▸ **ENTRIES SUPPLIED**
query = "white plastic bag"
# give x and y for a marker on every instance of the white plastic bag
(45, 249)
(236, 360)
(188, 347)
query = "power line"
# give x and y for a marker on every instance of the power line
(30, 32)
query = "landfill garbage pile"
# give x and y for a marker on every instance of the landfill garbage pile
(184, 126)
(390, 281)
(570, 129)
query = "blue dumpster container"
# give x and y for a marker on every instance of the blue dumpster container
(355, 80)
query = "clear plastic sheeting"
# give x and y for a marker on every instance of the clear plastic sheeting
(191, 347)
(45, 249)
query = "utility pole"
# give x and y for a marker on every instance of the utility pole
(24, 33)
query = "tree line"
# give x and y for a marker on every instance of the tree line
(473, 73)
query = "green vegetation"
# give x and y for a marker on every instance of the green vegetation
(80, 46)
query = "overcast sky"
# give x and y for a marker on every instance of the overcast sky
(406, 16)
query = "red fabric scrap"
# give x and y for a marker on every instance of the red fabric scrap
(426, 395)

▸ **WORK TO BE COMPLETED**
List, from the entries above, every line in which the word "query" shows up.

▸ **SOLVED EXERCISE**
query = "white plastic bag"
query = "power line"
query = "landfill garbage pile"
query = "blue dumpster container"
query = "clear plastic sheeting"
query = "utility pole"
query = "tree line"
query = "green vegetation"
query = "overcast sky"
query = "red fabric scrap"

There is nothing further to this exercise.